**READING TEXT:**
◆ ◆ ◆ ◆

How Much Could Geothermal Save You Over Air-to-Air?

Let's now look info some real-world data and compare the operation costs between the two systems. Since air-to-air solutions are most regularly installed in warm climates, we've ran the numbers for this 2,500fthome in Jacksonville, Florida. Each system is set to keep the home at 70°F in winter and at 75°F in summer. 

Hot Water Savings

The costs associated with providing hot water to the home are an often-overlooked place in which many homeowners can see significant savings. To meet the annual hot water requirements of this home, the system needs to provide 10.8MMBtu of energy towards water heating. MMBtu (Million British Thermal Units) is a unit measuring the amount of heat required to raise the temperature of a pound of water by one degree Fahrenheit. The greater the MMBtu load, the greater the demand is on the system for heat delivery. To meet the home's annual hot water usage, it would cost $544 if an air-to-air system were installed. If the home had gone with geothermal, the number would be a much lower $203 annually. Most GeoComfort units come from the factory with a desuperheater, which is a component that captures excess heat to provide a portion (or all) of the home's hot water.

◆ ◆ ◆ ◆

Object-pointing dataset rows
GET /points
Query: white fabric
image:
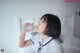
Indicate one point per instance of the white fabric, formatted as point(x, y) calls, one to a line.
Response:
point(52, 47)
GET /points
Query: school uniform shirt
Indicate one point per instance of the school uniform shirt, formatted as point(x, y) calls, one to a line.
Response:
point(54, 46)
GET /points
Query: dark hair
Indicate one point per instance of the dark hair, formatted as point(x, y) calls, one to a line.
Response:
point(53, 28)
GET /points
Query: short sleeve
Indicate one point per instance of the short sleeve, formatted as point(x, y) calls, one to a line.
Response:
point(59, 49)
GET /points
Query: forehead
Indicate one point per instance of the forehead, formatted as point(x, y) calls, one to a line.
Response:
point(43, 18)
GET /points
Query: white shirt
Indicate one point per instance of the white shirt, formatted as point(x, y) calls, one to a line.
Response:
point(53, 46)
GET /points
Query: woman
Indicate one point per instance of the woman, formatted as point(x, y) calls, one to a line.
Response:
point(49, 29)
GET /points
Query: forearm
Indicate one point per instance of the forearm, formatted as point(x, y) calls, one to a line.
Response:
point(21, 42)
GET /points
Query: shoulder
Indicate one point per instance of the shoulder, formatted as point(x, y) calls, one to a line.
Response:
point(56, 46)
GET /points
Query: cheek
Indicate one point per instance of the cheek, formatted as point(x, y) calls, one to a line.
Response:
point(41, 28)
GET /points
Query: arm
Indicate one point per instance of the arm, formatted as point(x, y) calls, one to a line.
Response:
point(22, 42)
point(59, 49)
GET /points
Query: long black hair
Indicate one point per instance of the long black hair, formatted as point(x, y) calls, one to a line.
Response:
point(53, 28)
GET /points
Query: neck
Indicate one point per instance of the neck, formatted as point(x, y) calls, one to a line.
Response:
point(43, 37)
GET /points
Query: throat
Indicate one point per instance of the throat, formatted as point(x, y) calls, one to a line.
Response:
point(43, 38)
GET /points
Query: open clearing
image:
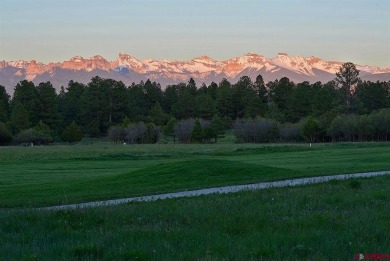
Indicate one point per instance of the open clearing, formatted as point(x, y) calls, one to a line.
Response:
point(220, 190)
point(57, 175)
point(330, 221)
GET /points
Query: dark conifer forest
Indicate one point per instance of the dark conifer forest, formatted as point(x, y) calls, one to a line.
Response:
point(345, 109)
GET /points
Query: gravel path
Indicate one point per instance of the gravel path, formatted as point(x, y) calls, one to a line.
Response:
point(221, 190)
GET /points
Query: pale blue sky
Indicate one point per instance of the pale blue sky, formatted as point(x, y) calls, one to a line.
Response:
point(51, 30)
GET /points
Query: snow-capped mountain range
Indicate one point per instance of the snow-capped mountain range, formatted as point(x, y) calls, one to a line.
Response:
point(203, 69)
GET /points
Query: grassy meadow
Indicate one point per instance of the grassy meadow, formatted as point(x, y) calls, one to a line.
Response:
point(62, 174)
point(330, 221)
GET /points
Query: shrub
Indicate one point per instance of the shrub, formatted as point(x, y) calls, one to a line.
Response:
point(34, 136)
point(183, 130)
point(72, 133)
point(117, 134)
point(256, 130)
point(5, 134)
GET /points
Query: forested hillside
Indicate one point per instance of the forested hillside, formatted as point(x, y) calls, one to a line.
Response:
point(281, 110)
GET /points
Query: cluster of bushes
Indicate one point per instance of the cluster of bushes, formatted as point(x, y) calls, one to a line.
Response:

◆ ◆ ◆ ◆

**OBJECTIVE A:** Quote the passage from the geothermal cost text, starting with "Let's now look" and going on through "75°F in summer.".
**OBJECTIVE B:** Translate this sentence from the geothermal cost text into Spanish: "Each system is set to keep the home at 70°F in winter and at 75°F in summer."
**OBJECTIVE C:** Carry on the text comparing geothermal and air-to-air costs, picking up after its final sentence.

**OUTPUT A:**
Let's now look info some real-world data and compare the operation costs between the two systems. Since air-to-air solutions are most regularly installed in warm climates, we've ran the numbers for this 2,500fthome in Jacksonville, Florida. Each system is set to keep the home at 70°F in winter and at 75°F in summer.

**OUTPUT B:** Cada sistema está configurado para mantener la casa a 70 °F en invierno y a 75 °F en verano.

**OUTPUT C:**
Geothermal Savings on Heating

While there is minimal demand for heating in Jacksonville, Florida, it's vital that the system performs in all seasons. An electric heat pump system must to be able to handle heating and cooling at high efficiencies. Here, the annual heating load is 14.3MMBtu, which is comparatively low. For example, the heating load for an Illinois homeowner can be upwards of 61MMBtu. Even at a relatively light load, the geothermal system comes is 52% cheaper to operate than a high-efficiency air-to-air unit. The geothermal heat pump's annual heating operation cost comes out to $107, while an air-to-air heat pump would charge $225 for the same amount of work.

Geothermal Savings on Cooling

When it comes to cooling in the summer, both systems are up against a much larger task. High humidity can slow energy transfer, making it difficult for an inferior system to pull heat away from the home. In the warmer.  months, the annual cooling load is a considerable 63.7MMBtu, over 4x greater than the annual heating load.

As mentioned above, air-to-air heat pumps perform their best in warm temperatures. In this study, the air-to-air unit handles the annual load for an estimated $666. The geothermal system is just under the competition here at $527 annually - an average of $44 per month.

When annual costs are added up, geothermal saves this homeowner 42% on an annual basis while providing heating, cooling, and hot water to the home.

Check out all the raw data below!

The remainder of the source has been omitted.